● RECORDS FOR THIS TASK:
::::
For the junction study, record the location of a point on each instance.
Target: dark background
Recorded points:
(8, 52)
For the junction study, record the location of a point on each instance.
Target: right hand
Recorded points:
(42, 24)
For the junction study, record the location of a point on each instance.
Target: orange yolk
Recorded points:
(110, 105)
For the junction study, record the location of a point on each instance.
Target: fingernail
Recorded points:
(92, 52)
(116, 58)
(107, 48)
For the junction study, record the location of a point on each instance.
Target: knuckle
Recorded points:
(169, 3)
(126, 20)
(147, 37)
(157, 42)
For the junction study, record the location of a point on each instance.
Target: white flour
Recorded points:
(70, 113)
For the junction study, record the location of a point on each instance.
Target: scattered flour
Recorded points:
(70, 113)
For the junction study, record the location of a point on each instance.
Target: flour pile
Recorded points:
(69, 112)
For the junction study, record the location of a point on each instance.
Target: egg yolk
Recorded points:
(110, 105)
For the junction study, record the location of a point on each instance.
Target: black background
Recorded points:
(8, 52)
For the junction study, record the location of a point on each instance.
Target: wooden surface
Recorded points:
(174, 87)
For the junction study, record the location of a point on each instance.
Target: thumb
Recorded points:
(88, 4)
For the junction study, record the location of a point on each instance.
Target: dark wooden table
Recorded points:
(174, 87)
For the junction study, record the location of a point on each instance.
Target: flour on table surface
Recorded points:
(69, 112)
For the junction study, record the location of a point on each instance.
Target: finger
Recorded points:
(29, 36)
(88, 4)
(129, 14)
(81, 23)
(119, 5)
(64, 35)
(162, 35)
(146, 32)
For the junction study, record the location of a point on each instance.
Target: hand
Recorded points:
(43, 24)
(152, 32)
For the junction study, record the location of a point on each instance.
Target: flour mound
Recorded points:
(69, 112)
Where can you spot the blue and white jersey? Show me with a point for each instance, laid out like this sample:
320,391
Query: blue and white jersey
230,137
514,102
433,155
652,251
::::
● WHAT YOU SHOULD DO:
Copy the records above, keeping each line identical.

● WRITTEN RESPONSE:
For the junction study, record the location of a point on each instance.
Target: dark background
Recorded points:
(8, 52)
For the junction study, record the location of a point on each instance.
Target: right hand
Recorded points:
(42, 24)
For the junction study, record the location of a point on each instance.
Target: orange yolk
Recorded points:
(110, 105)
For the junction study, record the location of a point on each instance.
Target: fingernail
Recorded points:
(92, 52)
(116, 58)
(107, 48)
For the junction study, record the location of a point on each instance.
Target: knuckle
Recorded points:
(169, 3)
(126, 20)
(147, 37)
(157, 42)
For the junction study, record the location of a point on each instance.
Target: white flour
Recorded points:
(70, 113)
For the junction study, record the location of a point on each instance.
Target: scattered flour
Recorded points:
(70, 113)
For the junction study, record the location of a point on each instance.
Target: flour pile
Recorded points:
(69, 112)
For the junction study, record the location of a point on each instance.
Target: egg yolk
Recorded points:
(110, 105)
For the junction study, record the location of a point on each instance.
Target: black background
Recorded points:
(8, 52)
For the junction study, record the location of a point on each instance.
Target: wooden surface
Recorded points:
(174, 87)
For the junction study, record the location of a point on each instance.
Target: thumb
Recorded points:
(88, 4)
For the junction study, record the location of a point on each instance.
Target: dark wooden table
Recorded points:
(174, 87)
For the junction study, record the location of a point on each instance.
Target: flour on table surface
Recorded points:
(69, 112)
For the junction study, record the location of a point on each instance.
Target: finger
Recorded points:
(29, 36)
(88, 4)
(129, 14)
(81, 23)
(119, 5)
(64, 35)
(162, 35)
(146, 32)
For the junction study, record the location of a point on each instance.
Target: hand
Recorded points:
(43, 24)
(152, 32)
For the junction study, record the location of a point on each instance.
Target: flour mound
Recorded points:
(69, 112)
Where can you spot the blue and white jersey? Show me with a point for each instance, laid out like this sample:
320,391
Query: blue and white jersey
230,137
514,102
433,155
652,251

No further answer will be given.